## THINGS TO DO
**a)** Answer these questions about the comments, one per line:
(i) At what time and date was the comment offering to loan a paper bag posted?
(ii) Which two countries are said to produce conflict oil?
(iii) Whose skit does the last comment tell readers to watch?
**b)** In the comments, write out everything from "04:50 PM on" down to "its environmental performance.", swapping "industry" for "sector" wherever it appears.

## GIVEN TEXT
=-=-=-=-=
04:50 PM on 08/07/2011
you have my deepest sympathies... I can loan you a paper bag and some doggy doo doo...
01:26 AM on 08/05/2011
Does "ethical oil" mean "white" or "protestant"? Let's see, Saudi Arabia and Venezuela are apparently in some kind of conflict, so they produce conflict oil. Apparently both our allies and our critics are unethical. Being dark-skinned seems to be a good indicator that a country is unethical, but south americans seem to be with the unethical crowd. This is confusing. Would oil from South Sudan be ethical? There IS some conflict there, but they're protestants. Also black. What we need is a complete list of ethical and unethical countries.

It shows a lack of confidence in the ability of the industry to reduce its impacts that they would spend their efforts on changing the image of the industry rather than its environmental performance.
schatsie
Wall Street is Worse than Vegas
07:27 AM on 08/05/2011
Don't be silly, they have the ability to do anything, watch Lewis Black's skit about the cell phone..... They KNOW it is CHEAPER (more profits) to blackwash and lie to people.....why do you think there is still that lousy mercury in the multidose immunization vials....it is because it is cheaper to lie than to modify the production operations....
=-=-=-=-=
## ITEMS
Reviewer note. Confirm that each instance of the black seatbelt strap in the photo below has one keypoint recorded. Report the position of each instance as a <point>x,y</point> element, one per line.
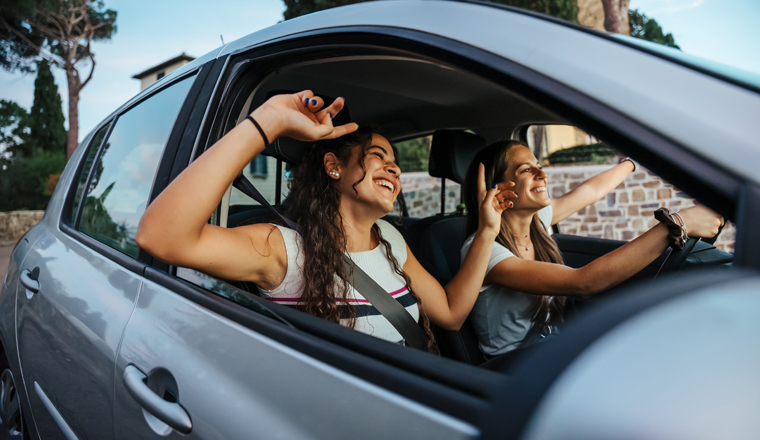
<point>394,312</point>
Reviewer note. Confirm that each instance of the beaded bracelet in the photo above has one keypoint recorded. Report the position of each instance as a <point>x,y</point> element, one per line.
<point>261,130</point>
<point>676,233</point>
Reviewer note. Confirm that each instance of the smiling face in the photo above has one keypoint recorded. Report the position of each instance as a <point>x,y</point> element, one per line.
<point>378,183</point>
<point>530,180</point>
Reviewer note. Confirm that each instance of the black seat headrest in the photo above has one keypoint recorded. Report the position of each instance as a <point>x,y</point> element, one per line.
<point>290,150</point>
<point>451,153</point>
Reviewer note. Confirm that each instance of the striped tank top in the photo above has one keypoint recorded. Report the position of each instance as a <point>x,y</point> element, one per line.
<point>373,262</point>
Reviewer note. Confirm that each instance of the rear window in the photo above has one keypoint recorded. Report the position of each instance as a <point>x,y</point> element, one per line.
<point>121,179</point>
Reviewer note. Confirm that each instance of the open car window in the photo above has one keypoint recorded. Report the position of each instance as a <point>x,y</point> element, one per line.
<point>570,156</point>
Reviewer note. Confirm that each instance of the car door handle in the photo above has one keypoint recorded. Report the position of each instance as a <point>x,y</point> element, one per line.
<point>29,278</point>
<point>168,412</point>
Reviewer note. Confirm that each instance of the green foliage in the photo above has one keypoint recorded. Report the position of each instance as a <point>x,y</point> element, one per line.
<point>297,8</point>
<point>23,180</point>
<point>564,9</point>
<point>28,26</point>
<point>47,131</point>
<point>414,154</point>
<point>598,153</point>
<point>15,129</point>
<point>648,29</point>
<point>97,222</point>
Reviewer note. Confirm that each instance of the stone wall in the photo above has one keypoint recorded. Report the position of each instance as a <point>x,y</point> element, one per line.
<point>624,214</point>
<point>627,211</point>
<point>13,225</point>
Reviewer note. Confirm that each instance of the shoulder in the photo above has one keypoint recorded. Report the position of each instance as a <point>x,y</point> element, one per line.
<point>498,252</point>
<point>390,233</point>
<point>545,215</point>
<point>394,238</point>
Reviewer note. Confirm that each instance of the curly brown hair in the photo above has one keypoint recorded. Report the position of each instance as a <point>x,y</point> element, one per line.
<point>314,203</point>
=-=-=-=-=
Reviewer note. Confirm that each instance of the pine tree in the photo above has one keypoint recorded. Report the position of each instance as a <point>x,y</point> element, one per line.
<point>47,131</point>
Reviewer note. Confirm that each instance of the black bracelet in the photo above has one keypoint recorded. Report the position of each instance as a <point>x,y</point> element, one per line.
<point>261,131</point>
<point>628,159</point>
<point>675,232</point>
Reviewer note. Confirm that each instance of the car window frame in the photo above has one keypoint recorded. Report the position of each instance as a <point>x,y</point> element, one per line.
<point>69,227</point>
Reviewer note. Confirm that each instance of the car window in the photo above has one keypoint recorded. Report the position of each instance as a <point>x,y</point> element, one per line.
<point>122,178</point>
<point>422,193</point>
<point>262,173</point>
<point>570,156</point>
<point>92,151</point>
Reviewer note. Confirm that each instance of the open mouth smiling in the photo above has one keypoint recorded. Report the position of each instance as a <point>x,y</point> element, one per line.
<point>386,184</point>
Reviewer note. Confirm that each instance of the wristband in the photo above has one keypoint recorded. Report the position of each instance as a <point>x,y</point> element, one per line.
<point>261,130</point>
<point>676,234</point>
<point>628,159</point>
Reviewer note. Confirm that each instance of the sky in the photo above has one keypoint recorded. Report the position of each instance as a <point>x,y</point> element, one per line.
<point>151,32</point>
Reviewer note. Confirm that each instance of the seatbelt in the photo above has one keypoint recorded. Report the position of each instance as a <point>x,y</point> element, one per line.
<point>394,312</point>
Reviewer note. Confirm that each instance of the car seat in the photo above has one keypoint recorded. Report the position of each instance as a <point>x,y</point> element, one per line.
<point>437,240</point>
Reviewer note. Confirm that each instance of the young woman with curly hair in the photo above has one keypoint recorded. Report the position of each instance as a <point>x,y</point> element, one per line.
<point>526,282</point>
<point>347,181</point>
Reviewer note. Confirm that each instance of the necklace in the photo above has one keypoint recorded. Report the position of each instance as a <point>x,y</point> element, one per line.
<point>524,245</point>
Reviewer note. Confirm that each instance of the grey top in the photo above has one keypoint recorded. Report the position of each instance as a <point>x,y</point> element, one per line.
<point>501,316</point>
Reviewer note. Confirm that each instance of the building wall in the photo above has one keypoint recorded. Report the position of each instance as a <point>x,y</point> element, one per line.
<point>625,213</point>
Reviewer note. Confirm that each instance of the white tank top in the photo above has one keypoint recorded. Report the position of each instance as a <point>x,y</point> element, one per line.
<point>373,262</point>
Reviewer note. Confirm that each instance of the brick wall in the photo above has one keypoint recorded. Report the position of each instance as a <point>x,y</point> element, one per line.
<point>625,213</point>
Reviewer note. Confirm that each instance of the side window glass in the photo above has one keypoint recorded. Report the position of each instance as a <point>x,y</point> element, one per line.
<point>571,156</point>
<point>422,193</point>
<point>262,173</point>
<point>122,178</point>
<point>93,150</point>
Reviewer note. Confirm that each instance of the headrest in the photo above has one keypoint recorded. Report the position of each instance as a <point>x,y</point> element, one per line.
=-=-=-=-=
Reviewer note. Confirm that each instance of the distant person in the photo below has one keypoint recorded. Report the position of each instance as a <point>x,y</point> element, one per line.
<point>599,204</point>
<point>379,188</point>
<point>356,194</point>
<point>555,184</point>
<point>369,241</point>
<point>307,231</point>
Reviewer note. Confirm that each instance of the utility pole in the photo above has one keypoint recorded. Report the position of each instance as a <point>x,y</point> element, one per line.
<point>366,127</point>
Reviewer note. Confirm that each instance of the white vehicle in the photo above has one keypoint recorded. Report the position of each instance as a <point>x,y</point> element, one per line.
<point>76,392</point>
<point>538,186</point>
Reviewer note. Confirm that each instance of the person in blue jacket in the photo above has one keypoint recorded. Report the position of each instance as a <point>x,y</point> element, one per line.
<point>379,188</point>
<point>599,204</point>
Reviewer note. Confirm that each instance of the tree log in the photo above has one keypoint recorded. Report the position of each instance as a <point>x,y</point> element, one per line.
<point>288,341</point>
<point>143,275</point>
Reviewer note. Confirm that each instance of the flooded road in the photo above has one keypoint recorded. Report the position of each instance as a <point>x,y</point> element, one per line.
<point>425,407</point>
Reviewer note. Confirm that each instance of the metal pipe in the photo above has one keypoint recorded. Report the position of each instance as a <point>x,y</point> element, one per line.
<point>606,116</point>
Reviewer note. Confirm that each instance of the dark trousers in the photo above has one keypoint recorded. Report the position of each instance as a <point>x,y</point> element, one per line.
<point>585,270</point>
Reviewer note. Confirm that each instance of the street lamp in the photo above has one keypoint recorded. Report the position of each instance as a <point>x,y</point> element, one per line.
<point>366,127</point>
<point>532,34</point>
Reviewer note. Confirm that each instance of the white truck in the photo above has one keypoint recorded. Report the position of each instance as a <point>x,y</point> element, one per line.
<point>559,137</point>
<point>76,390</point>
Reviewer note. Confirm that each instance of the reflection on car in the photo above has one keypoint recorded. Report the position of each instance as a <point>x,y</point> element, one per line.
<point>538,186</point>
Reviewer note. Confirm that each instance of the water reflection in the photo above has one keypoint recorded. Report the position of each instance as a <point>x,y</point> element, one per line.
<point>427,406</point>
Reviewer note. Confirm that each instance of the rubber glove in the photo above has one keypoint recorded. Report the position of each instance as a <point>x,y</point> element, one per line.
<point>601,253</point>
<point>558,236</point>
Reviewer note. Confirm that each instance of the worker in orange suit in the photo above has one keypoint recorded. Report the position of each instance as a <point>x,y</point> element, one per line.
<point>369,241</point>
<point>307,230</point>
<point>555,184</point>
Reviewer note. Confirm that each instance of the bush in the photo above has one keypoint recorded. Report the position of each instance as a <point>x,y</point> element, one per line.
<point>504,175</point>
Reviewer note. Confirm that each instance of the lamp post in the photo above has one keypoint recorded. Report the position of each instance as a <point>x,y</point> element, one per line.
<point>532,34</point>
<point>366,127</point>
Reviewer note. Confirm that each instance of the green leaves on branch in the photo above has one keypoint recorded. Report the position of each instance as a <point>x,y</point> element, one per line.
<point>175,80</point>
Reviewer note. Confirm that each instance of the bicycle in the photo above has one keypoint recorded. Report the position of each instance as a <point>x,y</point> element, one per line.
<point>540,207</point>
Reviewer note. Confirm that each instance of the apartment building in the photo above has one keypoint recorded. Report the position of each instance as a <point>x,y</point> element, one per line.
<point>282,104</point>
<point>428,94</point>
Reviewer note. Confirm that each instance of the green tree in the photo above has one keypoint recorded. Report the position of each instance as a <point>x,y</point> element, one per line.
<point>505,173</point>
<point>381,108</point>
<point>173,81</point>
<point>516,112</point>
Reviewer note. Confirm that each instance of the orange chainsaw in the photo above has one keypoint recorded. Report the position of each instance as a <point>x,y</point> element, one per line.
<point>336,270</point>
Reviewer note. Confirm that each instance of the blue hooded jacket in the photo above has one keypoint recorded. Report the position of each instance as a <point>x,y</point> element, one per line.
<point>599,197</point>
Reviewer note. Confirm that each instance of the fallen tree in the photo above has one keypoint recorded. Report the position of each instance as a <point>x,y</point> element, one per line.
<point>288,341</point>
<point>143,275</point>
=-=-=-=-=
## TASK ANSWERS
**a)**
(i) 04:50 PM on 08/07/2011
(ii) Saudi Arabia and Venezuela
(iii) Lewis Black's

**b)**
04:50 PM on 08/07/2011
you have my deepest sympathies... I can loan you a paper bag and some doggy doo doo...
01:26 AM on 08/05/2011
Does "ethical oil" mean "white" or "protestant"? Let's see, Saudi Arabia and Venezuela are apparently in some kind of conflict, so they produce conflict oil. Apparently both our allies and our critics are unethical. Being dark-skinned seems to be a good indicator that a country is unethical, but south americans seem to be with the unethical crowd. This is confusing. Would oil from South Sudan be ethical? There IS some conflict there, but they're protestants. Also black. What we need is a complete list of ethical and unethical countries.

It shows a lack of confidence in the ability of the sector to reduce its impacts that they would spend their efforts on changing the image of the sector rather than its environmental performance.